Reproduce, from the lines below, exactly the stretch that begins at the line containing "Need: a point for each instance of the grass shadow" and ends at the line containing "Need: a point for each instance of the car", both included.

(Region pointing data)

▬▬▬▬▬▬▬▬▬▬

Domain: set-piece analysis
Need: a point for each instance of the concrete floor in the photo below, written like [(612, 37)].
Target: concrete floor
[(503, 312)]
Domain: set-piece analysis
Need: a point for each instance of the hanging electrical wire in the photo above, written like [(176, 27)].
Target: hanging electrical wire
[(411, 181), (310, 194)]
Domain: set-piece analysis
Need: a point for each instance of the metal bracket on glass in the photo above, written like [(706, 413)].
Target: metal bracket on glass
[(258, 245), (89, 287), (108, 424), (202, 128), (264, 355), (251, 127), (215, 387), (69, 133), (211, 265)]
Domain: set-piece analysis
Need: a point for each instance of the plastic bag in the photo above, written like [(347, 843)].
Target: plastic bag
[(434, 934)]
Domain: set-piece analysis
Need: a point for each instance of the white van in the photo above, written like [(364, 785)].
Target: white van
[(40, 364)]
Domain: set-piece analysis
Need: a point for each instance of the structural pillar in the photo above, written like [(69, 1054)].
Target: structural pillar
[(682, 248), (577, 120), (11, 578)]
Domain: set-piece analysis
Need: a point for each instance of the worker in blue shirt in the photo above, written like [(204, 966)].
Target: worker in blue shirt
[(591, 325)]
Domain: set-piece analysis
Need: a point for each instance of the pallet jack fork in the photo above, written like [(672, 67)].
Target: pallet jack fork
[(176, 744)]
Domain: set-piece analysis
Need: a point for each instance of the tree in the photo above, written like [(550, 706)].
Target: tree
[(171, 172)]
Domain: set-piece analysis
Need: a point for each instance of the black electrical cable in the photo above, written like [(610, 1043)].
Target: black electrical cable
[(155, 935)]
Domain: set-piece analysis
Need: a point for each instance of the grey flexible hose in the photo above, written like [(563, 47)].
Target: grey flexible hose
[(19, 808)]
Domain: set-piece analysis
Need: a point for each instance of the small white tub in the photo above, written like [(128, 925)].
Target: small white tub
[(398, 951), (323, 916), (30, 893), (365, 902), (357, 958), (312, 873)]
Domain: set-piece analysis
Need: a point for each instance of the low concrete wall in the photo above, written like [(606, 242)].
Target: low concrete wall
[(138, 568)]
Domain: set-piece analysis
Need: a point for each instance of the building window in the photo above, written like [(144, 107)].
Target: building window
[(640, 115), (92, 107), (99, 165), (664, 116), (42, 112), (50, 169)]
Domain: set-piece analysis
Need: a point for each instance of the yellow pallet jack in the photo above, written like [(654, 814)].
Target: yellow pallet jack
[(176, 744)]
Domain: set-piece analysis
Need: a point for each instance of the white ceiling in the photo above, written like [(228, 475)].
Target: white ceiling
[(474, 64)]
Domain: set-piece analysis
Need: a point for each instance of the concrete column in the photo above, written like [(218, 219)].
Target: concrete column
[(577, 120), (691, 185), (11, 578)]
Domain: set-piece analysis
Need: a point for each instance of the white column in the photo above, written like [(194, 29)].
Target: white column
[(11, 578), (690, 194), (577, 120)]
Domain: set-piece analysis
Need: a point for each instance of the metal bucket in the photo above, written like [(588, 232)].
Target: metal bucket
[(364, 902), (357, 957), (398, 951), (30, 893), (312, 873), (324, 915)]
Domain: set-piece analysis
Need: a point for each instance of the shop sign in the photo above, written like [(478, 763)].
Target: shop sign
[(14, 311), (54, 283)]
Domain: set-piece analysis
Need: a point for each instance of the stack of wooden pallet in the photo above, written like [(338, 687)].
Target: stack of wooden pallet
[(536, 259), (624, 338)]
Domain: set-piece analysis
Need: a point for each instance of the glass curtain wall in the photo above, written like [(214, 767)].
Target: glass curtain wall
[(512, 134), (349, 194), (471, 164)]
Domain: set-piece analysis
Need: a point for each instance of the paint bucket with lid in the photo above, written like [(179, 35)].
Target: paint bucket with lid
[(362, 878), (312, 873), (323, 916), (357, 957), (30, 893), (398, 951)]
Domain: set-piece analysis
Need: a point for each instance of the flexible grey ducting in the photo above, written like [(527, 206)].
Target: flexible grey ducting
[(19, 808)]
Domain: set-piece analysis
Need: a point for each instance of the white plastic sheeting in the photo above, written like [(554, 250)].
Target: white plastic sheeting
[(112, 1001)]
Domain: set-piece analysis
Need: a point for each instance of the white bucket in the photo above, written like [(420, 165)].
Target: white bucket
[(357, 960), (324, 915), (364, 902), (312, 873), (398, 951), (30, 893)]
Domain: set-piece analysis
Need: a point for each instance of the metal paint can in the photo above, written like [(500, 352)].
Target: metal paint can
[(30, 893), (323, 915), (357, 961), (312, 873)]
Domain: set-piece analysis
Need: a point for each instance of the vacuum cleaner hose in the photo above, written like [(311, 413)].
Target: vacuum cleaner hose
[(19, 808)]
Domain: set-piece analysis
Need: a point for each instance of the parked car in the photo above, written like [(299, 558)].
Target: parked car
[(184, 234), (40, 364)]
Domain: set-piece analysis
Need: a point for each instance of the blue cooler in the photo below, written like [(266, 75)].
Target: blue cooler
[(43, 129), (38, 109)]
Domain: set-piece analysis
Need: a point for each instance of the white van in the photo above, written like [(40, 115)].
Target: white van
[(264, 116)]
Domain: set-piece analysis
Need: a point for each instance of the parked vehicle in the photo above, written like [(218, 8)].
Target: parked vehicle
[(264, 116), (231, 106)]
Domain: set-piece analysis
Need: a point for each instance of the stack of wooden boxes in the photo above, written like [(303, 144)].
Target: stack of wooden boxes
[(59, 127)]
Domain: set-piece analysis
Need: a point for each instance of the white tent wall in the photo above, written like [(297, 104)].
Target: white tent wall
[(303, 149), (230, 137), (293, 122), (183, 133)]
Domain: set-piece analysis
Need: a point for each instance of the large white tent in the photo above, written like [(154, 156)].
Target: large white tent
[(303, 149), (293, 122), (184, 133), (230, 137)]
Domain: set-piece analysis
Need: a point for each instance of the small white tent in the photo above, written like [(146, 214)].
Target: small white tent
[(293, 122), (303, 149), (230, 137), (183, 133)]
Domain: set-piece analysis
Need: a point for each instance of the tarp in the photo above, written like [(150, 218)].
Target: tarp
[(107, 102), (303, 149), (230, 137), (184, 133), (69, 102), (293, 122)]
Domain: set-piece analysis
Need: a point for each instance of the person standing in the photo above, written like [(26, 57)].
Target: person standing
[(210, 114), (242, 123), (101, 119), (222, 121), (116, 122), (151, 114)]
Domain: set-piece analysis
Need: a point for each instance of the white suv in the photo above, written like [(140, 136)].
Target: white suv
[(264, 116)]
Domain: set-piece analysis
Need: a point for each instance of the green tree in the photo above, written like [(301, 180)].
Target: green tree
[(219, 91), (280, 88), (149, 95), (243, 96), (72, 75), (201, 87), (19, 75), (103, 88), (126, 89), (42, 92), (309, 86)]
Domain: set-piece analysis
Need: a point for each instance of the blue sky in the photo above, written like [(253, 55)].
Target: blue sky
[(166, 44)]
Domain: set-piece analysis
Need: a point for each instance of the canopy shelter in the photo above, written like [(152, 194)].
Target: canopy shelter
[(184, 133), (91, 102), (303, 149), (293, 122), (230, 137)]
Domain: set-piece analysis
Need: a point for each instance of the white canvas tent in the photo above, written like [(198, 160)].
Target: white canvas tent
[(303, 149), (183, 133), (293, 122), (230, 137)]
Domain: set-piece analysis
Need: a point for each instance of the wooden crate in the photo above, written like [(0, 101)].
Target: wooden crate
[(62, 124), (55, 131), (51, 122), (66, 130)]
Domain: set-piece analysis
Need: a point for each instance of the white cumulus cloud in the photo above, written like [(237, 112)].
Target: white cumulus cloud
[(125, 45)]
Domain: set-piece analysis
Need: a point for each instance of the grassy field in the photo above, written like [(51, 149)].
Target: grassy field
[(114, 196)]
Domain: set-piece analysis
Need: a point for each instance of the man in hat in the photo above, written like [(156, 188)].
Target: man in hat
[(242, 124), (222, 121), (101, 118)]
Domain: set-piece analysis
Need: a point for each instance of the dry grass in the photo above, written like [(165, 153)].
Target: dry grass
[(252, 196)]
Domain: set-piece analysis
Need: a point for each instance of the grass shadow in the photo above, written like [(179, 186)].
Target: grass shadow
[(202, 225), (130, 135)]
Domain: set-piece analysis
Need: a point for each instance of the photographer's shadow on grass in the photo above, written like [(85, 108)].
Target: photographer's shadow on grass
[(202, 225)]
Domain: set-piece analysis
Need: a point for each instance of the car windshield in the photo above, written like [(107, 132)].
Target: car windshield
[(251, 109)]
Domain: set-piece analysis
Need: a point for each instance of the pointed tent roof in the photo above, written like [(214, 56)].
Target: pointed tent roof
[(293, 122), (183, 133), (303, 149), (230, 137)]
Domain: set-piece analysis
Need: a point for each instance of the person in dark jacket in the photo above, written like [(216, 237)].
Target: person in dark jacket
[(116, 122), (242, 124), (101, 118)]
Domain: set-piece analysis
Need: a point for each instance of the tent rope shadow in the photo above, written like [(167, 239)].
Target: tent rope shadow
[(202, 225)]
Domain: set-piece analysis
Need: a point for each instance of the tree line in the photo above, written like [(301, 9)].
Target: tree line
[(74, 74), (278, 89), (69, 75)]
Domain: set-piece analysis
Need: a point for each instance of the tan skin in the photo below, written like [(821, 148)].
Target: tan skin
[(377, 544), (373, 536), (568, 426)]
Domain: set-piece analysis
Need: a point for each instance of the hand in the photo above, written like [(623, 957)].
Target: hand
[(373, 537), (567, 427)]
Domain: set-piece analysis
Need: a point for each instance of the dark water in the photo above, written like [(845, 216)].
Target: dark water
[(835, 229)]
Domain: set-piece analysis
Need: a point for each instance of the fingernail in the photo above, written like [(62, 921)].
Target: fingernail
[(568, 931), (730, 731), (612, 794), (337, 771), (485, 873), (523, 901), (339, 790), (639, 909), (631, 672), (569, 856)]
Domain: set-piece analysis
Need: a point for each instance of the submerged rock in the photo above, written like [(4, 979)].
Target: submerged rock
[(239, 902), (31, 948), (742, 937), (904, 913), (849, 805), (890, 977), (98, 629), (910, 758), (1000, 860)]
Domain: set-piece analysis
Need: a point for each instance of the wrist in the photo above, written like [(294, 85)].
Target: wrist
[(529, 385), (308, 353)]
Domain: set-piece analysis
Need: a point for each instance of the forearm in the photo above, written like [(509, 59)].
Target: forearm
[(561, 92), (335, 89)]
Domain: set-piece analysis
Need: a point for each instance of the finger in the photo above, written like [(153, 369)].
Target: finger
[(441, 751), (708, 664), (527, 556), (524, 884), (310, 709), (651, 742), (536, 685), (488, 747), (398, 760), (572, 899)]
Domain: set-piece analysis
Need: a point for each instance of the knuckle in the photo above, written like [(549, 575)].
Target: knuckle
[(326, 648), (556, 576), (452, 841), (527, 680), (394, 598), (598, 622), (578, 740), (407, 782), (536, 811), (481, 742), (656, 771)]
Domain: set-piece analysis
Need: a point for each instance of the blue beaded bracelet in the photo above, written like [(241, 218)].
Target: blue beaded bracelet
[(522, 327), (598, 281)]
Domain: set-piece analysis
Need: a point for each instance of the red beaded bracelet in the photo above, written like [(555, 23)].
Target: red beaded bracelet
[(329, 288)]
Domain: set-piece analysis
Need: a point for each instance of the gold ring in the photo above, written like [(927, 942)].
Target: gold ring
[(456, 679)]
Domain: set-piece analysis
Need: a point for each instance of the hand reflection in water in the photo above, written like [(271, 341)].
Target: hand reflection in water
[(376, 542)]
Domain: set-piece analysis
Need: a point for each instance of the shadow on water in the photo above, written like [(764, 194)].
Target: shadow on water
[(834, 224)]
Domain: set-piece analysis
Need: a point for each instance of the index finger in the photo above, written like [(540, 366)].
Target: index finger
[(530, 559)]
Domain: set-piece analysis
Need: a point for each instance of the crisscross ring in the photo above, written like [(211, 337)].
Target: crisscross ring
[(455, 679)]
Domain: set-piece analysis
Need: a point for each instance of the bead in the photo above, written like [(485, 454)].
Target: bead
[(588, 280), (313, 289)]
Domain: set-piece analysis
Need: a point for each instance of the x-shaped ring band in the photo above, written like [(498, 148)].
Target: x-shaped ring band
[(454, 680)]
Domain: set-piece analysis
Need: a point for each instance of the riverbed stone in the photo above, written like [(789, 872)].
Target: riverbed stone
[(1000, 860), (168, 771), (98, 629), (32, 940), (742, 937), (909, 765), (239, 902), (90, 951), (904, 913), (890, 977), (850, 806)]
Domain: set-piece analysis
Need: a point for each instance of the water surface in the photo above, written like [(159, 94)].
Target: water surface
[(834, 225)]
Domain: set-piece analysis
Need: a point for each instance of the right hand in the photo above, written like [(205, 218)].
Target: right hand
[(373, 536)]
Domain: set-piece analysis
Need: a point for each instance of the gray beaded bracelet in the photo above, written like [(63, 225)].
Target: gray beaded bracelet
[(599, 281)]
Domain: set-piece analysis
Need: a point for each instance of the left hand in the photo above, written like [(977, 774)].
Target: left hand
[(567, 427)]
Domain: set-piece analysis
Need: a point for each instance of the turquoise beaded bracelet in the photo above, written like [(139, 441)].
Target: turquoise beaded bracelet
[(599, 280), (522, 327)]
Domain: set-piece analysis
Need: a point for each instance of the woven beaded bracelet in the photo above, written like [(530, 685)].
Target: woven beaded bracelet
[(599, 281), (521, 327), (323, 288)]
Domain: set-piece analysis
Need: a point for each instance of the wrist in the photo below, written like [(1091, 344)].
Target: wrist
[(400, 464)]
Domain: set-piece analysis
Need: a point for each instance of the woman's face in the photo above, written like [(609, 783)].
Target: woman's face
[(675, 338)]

▬▬▬▬▬▬▬▬▬▬

* [WRITTEN REPLY]
Need: a point for each instance of the grass shadow in the photo above, written like [(179, 186)].
Target: grass shadow
[(202, 225), (130, 135)]
Domain: set-piece analysis
Need: a point for each instance of the photographer's shadow on grass in the photo above, written like [(85, 108)].
Target: photographer's shadow on grass
[(202, 225)]
Domain: set-piece analysis
Need: a point for each instance of the car windshield in the photo above, written like [(107, 132)].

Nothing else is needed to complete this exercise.